QUOTED PASSAGE
◆ ◆ ◆ ◆ ◆ ◆ ◆
- Conference: Southwest Conference
- Record: 4–5–1 (3–3–1 SWC)
- Head coach: Jess Neely (25th season);
- Home stadium: Rice Stadium

= 1964 Rice Owls football team =

American college football season

The 1964 Rice Owls football team represented Rice University during the 1964 NCAA University Division football season. In its 25th season under head coach Jess Neely, the team compiled a 4–5–1 record and outscored opponents by a total of 117 to 111. The team played its home games at Rice Stadium in Houston.

The team's statistical leaders included Walter McReynolds with 675 passing yards, Gene Fleming with 395 rushing yards and 30 points scored, and Billy Hale with 170 receiving yards. Malcolm Walker was selected by the Associated Press (AP) and the United Press International (UPI) as the first-team center on the 1964 All-Southwest Conference football team.
◆ ◆ ◆ ◆ ◆ ◆ ◆
DATA EXTRACTS
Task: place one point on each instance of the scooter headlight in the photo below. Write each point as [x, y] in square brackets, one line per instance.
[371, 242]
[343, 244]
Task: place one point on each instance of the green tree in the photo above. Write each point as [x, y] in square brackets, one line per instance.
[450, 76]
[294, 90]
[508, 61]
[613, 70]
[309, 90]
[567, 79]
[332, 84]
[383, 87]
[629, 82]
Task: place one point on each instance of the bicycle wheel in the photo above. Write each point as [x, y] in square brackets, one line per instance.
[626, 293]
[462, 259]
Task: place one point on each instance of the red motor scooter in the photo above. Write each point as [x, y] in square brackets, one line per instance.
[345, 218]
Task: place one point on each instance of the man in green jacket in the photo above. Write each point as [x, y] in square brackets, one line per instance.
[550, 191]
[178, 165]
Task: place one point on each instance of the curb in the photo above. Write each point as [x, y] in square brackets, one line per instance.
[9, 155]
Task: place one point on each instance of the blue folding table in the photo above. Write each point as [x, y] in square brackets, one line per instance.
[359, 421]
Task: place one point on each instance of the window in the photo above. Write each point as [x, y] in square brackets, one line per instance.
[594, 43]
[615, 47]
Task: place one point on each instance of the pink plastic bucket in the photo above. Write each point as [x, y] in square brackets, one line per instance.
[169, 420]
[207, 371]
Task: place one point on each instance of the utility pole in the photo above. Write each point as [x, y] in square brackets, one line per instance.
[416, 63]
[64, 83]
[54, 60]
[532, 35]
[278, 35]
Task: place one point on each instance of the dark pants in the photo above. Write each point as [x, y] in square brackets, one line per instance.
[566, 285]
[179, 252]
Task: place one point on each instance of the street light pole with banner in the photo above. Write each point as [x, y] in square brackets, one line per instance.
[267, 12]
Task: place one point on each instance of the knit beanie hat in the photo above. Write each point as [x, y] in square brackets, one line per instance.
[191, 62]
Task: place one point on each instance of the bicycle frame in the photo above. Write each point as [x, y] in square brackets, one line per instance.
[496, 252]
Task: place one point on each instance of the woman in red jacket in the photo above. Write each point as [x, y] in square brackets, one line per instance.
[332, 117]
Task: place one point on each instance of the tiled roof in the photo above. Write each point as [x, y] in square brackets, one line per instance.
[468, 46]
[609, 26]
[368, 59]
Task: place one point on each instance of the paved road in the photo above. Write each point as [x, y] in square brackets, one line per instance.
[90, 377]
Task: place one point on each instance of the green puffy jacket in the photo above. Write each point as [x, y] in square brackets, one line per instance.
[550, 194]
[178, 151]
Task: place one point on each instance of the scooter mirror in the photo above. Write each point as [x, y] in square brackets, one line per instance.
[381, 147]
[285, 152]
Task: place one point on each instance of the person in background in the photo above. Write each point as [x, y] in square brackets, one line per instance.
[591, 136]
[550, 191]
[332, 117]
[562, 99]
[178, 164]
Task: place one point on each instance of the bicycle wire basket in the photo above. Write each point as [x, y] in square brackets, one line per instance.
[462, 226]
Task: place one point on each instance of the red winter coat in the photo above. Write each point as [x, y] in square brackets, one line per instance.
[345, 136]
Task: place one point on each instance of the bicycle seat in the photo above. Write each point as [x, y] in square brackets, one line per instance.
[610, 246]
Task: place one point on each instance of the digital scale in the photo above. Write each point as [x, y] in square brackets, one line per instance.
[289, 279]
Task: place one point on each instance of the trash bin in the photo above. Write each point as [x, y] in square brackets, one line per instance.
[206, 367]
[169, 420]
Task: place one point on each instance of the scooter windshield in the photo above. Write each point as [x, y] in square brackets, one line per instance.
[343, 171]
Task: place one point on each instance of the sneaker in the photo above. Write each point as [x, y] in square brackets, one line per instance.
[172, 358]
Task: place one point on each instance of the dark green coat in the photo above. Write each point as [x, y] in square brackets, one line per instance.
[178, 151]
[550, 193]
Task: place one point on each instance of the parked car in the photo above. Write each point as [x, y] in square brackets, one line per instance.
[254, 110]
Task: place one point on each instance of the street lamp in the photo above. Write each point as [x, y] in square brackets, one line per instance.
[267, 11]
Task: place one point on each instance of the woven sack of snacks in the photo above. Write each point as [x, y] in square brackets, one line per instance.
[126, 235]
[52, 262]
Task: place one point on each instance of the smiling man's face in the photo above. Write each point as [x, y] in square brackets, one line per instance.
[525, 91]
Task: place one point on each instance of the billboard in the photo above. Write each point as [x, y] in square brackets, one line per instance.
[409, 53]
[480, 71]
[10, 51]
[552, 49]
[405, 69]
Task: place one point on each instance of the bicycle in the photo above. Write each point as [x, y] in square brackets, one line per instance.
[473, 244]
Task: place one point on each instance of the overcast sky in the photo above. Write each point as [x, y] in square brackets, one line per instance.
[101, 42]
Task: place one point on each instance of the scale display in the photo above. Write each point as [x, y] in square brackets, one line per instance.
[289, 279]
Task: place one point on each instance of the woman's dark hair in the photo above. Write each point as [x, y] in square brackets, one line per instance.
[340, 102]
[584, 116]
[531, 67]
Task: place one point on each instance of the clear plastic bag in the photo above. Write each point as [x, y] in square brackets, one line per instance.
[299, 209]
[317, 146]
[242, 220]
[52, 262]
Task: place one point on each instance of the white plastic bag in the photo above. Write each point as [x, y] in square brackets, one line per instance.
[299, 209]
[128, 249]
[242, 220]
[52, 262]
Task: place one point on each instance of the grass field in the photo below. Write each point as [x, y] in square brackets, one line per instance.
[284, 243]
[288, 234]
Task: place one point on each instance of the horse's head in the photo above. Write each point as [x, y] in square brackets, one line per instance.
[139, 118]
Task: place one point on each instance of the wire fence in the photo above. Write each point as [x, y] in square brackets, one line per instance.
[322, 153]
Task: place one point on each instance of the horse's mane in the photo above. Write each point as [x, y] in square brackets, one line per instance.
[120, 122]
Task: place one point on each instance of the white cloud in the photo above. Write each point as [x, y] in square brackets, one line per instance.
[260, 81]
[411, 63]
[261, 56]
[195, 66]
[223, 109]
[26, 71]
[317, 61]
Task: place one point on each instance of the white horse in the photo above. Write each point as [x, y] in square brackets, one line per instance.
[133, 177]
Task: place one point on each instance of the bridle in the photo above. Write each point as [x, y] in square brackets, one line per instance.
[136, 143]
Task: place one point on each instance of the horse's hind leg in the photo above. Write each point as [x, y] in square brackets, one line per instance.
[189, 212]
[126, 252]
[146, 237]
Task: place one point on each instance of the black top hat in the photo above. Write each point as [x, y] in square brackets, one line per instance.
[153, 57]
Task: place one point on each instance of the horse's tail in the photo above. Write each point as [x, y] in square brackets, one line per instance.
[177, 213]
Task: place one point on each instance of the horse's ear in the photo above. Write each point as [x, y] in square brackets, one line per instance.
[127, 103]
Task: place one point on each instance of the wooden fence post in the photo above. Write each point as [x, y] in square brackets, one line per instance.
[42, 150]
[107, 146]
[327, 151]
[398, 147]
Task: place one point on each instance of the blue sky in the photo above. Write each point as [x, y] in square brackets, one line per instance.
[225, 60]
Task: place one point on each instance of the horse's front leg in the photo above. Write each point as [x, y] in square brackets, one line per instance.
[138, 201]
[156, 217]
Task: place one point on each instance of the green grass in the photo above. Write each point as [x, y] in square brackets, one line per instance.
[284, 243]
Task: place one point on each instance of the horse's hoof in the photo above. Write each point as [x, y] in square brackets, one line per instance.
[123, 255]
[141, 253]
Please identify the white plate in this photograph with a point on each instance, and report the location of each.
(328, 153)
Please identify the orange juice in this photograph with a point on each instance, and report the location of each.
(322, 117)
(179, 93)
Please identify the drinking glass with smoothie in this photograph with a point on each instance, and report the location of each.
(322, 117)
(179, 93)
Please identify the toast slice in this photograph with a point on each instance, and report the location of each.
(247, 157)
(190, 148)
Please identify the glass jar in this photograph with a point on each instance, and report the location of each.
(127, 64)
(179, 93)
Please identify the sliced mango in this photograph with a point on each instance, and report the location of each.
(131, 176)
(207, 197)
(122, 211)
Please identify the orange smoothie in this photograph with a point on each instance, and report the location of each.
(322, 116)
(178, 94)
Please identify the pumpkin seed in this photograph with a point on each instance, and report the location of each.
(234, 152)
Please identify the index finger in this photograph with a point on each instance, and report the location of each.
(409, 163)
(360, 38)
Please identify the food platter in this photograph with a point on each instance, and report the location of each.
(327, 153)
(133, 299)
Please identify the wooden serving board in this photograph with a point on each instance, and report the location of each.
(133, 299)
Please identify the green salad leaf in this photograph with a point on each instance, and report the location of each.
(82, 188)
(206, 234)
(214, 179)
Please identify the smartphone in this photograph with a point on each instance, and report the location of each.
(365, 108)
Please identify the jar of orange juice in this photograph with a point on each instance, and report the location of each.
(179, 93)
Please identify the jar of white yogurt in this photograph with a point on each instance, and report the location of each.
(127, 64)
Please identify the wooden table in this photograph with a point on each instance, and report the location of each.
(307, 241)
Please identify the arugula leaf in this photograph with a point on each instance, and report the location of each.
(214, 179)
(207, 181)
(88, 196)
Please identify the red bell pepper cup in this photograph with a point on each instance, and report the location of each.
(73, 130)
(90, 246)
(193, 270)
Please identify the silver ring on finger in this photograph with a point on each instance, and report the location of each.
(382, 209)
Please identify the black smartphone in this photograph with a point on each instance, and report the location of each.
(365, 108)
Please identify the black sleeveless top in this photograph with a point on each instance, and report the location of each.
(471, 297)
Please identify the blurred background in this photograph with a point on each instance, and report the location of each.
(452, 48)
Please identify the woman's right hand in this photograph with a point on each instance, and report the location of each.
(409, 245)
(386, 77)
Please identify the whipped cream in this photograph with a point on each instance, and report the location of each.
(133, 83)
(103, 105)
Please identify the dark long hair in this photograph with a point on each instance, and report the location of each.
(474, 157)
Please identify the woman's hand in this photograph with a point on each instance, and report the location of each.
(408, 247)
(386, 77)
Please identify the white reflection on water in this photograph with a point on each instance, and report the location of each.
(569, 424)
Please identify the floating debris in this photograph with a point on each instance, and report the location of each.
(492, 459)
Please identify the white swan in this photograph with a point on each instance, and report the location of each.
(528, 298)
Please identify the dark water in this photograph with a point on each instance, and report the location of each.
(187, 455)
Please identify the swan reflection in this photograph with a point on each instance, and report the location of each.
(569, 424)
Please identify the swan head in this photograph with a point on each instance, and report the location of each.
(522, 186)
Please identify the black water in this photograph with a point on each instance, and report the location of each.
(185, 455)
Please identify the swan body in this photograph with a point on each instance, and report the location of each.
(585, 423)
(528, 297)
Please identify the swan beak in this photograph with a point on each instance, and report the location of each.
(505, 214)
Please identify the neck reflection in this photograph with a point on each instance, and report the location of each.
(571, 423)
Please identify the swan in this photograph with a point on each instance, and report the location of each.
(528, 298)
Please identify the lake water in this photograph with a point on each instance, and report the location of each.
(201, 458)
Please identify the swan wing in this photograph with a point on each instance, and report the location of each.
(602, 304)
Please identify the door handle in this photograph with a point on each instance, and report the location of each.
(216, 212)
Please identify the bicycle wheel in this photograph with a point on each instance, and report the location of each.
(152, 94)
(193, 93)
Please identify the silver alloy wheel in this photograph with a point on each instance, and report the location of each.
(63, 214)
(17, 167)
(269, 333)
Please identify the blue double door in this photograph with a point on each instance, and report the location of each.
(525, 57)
◆ ◆ ◆ ◆ ◆ ◆ ◆
REQUIRED ACTIONS
a. Revise everything from "American college football" down to "Stadium in Houston." in the 1964 Rice Owls football article, putting "Houston, Texas" wherever "Houston" appears.
b. List every person named in the 1964 Rice Owls football article.
Draw only on the 1964 Rice Owls football article.

WRITTEN ANSWERS
a.
American college football season

The 1964 Rice Owls football team represented Rice University during the 1964 NCAA University Division football season. In its 25th season under head coach Jess Neely, the team compiled a 4–5–1 record and outscored opponents by a total of 117 to 111. The team played its home games at Rice Stadium in Houston, Texas.

b.
Jess Neely
Walter McReynolds
Gene Fleming
Billy Hale
Malcolm Walker